RAW RECORDS
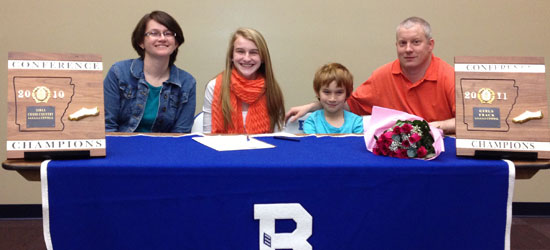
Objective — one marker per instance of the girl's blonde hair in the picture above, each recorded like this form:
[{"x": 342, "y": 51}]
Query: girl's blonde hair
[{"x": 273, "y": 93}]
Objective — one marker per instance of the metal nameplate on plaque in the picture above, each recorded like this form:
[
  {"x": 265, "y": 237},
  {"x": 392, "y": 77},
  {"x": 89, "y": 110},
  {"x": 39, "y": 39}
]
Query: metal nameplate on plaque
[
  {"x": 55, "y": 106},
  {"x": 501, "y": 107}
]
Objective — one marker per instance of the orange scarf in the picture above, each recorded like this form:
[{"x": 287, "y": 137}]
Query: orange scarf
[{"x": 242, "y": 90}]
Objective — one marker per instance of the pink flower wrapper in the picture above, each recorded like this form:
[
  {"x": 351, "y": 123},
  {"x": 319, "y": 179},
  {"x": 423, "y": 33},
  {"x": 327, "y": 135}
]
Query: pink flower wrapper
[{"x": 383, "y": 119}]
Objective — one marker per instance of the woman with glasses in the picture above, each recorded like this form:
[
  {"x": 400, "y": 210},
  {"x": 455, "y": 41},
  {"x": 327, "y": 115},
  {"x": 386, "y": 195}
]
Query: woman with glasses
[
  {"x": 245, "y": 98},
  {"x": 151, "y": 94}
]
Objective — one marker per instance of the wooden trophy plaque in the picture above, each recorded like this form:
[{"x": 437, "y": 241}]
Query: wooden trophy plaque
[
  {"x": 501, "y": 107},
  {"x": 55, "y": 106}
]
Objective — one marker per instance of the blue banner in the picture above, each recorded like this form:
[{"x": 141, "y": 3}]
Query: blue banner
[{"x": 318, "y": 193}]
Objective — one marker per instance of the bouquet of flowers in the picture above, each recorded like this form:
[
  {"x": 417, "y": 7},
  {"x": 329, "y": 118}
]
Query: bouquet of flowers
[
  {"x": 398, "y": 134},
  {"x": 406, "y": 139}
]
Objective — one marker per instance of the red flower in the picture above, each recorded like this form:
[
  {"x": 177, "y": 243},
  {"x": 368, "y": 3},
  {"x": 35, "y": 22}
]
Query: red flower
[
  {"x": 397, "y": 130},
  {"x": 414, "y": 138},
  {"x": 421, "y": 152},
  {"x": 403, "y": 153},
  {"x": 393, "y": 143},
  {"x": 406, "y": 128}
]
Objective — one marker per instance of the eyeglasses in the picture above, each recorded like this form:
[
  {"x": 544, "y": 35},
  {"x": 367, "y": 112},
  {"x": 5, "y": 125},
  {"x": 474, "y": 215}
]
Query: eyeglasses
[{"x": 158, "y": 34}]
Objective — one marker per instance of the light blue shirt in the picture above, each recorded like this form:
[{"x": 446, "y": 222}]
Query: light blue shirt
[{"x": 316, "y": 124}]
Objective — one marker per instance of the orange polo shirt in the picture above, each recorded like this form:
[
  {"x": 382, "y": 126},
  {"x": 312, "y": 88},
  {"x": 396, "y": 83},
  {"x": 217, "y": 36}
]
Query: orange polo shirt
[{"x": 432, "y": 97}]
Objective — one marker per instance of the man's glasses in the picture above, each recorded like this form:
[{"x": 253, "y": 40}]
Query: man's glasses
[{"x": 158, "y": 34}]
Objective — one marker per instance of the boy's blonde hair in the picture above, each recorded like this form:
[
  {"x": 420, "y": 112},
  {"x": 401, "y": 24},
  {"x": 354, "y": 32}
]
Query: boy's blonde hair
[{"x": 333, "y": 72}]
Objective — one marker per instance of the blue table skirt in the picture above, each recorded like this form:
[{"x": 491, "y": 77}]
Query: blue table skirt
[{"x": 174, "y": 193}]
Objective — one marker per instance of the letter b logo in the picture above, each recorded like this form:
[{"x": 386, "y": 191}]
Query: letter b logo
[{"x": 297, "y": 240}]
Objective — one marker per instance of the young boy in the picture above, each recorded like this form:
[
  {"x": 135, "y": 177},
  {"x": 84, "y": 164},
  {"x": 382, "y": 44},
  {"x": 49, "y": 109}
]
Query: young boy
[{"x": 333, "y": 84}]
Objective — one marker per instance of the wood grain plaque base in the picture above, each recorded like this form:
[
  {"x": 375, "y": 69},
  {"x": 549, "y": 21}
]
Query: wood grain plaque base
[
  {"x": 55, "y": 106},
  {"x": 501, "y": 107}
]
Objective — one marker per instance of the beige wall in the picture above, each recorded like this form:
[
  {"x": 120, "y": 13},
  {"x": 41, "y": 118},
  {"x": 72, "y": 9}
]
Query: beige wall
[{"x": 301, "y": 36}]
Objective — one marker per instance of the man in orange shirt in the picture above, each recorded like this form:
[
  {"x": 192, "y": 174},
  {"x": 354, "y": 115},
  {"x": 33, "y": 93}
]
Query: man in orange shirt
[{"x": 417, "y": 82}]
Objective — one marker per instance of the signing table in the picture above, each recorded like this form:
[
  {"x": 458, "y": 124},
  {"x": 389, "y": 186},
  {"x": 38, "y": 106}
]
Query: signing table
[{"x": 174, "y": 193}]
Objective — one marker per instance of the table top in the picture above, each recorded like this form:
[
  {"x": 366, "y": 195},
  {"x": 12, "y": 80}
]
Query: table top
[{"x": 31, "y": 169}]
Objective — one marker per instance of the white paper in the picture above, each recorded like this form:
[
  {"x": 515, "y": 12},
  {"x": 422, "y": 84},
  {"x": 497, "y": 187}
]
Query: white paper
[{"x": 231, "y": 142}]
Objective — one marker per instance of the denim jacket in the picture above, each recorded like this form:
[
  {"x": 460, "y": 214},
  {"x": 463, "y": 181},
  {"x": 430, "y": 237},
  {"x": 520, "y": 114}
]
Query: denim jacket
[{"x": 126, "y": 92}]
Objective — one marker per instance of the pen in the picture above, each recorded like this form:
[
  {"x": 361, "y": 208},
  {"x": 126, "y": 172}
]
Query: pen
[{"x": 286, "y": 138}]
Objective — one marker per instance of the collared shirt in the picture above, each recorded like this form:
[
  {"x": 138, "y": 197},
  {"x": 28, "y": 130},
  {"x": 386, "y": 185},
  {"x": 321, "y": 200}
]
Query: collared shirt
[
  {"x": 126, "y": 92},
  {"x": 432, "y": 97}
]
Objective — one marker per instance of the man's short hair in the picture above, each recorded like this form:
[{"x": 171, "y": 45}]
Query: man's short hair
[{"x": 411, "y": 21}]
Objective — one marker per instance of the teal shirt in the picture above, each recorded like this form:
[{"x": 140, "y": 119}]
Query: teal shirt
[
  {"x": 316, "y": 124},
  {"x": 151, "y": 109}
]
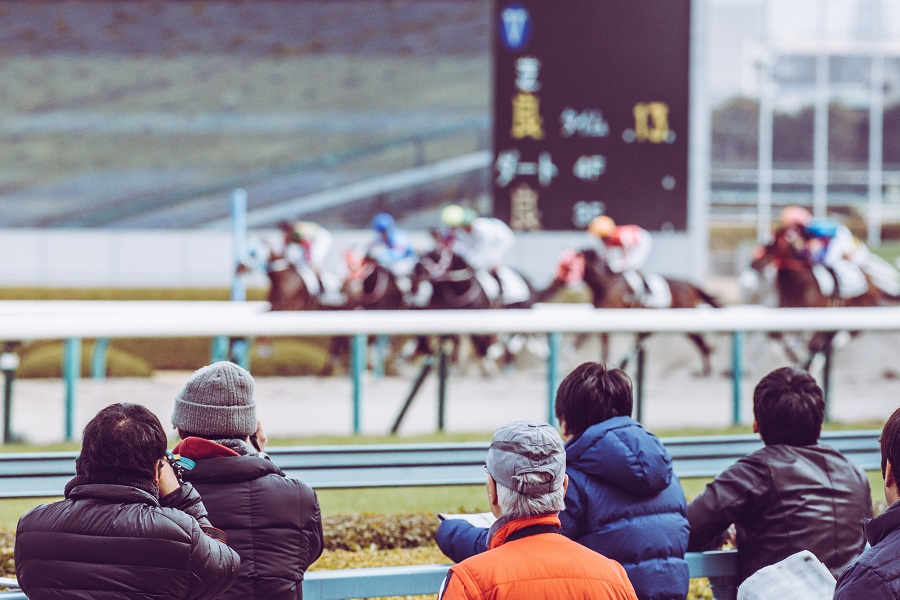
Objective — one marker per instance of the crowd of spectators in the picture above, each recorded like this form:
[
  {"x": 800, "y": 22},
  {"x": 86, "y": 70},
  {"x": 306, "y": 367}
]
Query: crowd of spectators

PROBLEM STATEMENT
Omit each picture, then return all of the listing exactly as it stands.

TASK OUTPUT
Objective — one marker per instance of the girl's blonde hair in the picture above, each recorded like this form:
[{"x": 342, "y": 51}]
Query: girl's blonde hair
[{"x": 273, "y": 93}]
Objective — one marker per instance of the metal nameplate on plaque in the picture above, each recorded like this form:
[
  {"x": 265, "y": 237},
  {"x": 392, "y": 77},
  {"x": 89, "y": 110},
  {"x": 39, "y": 39}
]
Query: metal nameplate on plaque
[
  {"x": 55, "y": 106},
  {"x": 501, "y": 107}
]
Objective — one marker per instance of the orange scarf in the picture above, each recorded like this form:
[{"x": 287, "y": 137}]
Query: orange scarf
[{"x": 242, "y": 90}]
Objective — one marker per instance of the pink flower wrapper in the picture above, each recorded like this form:
[
  {"x": 351, "y": 123},
  {"x": 319, "y": 179},
  {"x": 423, "y": 33},
  {"x": 327, "y": 135}
]
Query: pink flower wrapper
[{"x": 383, "y": 119}]
Objective — one marker per instance of the woman with glasses in the picture above, each recorded like this form:
[
  {"x": 400, "y": 210},
  {"x": 455, "y": 41},
  {"x": 327, "y": 115},
  {"x": 386, "y": 195}
]
Query: woman with glasses
[
  {"x": 245, "y": 98},
  {"x": 151, "y": 94}
]
Objective — one marker per instance of the wooden trophy plaque in the picture above, each recorded like this form:
[{"x": 437, "y": 241}]
Query: wooden trophy plaque
[
  {"x": 501, "y": 107},
  {"x": 55, "y": 106}
]
Objective — one marker per instance of the blue banner in the picture above, each recorded like this form:
[{"x": 141, "y": 3}]
Query: blue banner
[{"x": 318, "y": 193}]
Objective — one marker per instance of the bouquet of flowers in the picture above, each recorded like this form:
[
  {"x": 417, "y": 7},
  {"x": 329, "y": 118}
]
Query: bouquet of flowers
[
  {"x": 398, "y": 134},
  {"x": 406, "y": 139}
]
Objective — one marker per instance of the red flower in the picture above, each recorded like this form:
[
  {"x": 177, "y": 243},
  {"x": 368, "y": 3},
  {"x": 35, "y": 22}
]
Query: red flower
[
  {"x": 397, "y": 130},
  {"x": 414, "y": 138},
  {"x": 421, "y": 152},
  {"x": 403, "y": 153},
  {"x": 393, "y": 143},
  {"x": 406, "y": 128}
]
Objective — one marker per instance of the eyeglasses in the picture above, each recorded like this form:
[
  {"x": 544, "y": 35},
  {"x": 367, "y": 112},
  {"x": 5, "y": 125},
  {"x": 474, "y": 215}
]
Query: eyeglasses
[{"x": 158, "y": 34}]
Objective — one marker per instance of the light blue shirt in the picture above, each recorded like this form:
[{"x": 446, "y": 222}]
Query: light blue shirt
[{"x": 316, "y": 124}]
Objective — one marker per instance of the orange polo shirt in the picture above, each recorded like this form:
[
  {"x": 382, "y": 126},
  {"x": 312, "y": 88},
  {"x": 396, "y": 83},
  {"x": 217, "y": 36}
]
Query: orange polo shirt
[{"x": 432, "y": 97}]
Objective — one marker per instance of the man's glasses in the picture above, each recorded like this form:
[{"x": 253, "y": 40}]
Query: man's glasses
[{"x": 158, "y": 34}]
Objective — one marker per instance of the boy's blonde hair in the picture above, each recorded like this form:
[
  {"x": 420, "y": 112},
  {"x": 401, "y": 24},
  {"x": 354, "y": 32}
]
Query: boy's blonde hair
[{"x": 333, "y": 72}]
Objective — one marker per instance of the blue table skirt in the picture above, each recorded like this form:
[{"x": 491, "y": 77}]
Query: blue table skirt
[{"x": 174, "y": 193}]
Objective — one marker per instance of the letter b logo in the picture above, each recorded like this form:
[{"x": 386, "y": 191}]
Query: letter b logo
[{"x": 297, "y": 240}]
Objective — one marker per instance of the young boy in the picture above, each recorded like this form:
[
  {"x": 135, "y": 177},
  {"x": 84, "y": 164},
  {"x": 382, "y": 44},
  {"x": 49, "y": 109}
]
Query: young boy
[{"x": 333, "y": 84}]
Objective — one marker per instance of the wood grain plaque base in the picture above, each recorded like this form:
[
  {"x": 375, "y": 69},
  {"x": 549, "y": 21}
]
Query: wood grain plaque base
[
  {"x": 55, "y": 106},
  {"x": 501, "y": 107}
]
Objective — one marker per instance of the beige wall in the picture above, each recorded like this form:
[
  {"x": 120, "y": 13},
  {"x": 41, "y": 118},
  {"x": 72, "y": 9}
]
Query: beige wall
[{"x": 301, "y": 36}]
Objective — one marker per instance of the man in orange shirt in the picture above, each recorded like this form:
[
  {"x": 192, "y": 174},
  {"x": 354, "y": 115},
  {"x": 33, "y": 93}
]
Query: man in orange shirt
[{"x": 417, "y": 82}]
Objective — one marker per instance of the signing table in the picture above, each recorded like this form:
[
  {"x": 458, "y": 124},
  {"x": 389, "y": 186},
  {"x": 38, "y": 106}
]
Query: signing table
[{"x": 174, "y": 193}]
Objective — one marker per instance of the table top in the picture above, each recorded like this form:
[
  {"x": 366, "y": 195},
  {"x": 12, "y": 80}
]
Query: table top
[{"x": 31, "y": 169}]
Objective — one marker per instance of the white paper in the picture above, each recorded like this form:
[
  {"x": 515, "y": 12},
  {"x": 422, "y": 84},
  {"x": 497, "y": 187}
]
Query: white paper
[{"x": 231, "y": 142}]
Objective — one marker per instance of the denim jacket in the picture above, each recorded like this form:
[
  {"x": 460, "y": 214},
  {"x": 463, "y": 181},
  {"x": 430, "y": 237},
  {"x": 520, "y": 114}
]
Query: denim jacket
[{"x": 126, "y": 92}]
Objective — one marker per instance of the pen in the picture above, each recorded like this form:
[
  {"x": 361, "y": 208},
  {"x": 126, "y": 172}
]
Query: pen
[{"x": 286, "y": 138}]
Objective — one marker per instance of the collared shirt in the picture above, each recorded like this form:
[
  {"x": 138, "y": 197},
  {"x": 28, "y": 130},
  {"x": 386, "y": 185},
  {"x": 321, "y": 200}
]
Query: collared shirt
[
  {"x": 126, "y": 92},
  {"x": 432, "y": 97}
]
Objective — one marker per instance of the man's short hair in the picture above, each recorded like this form:
[{"x": 171, "y": 45}]
Query: man's short hair
[{"x": 411, "y": 21}]
Objective — one marker per instance of the teal shirt in the picture above, each recorded like this form:
[{"x": 140, "y": 119}]
Query: teal shirt
[
  {"x": 316, "y": 124},
  {"x": 151, "y": 109}
]
Objective — one marker per instance of the crowd of spectators in the picture above, each recorded like this form:
[
  {"x": 800, "y": 22},
  {"x": 86, "y": 70},
  {"x": 306, "y": 367}
]
Query: crowd of spectators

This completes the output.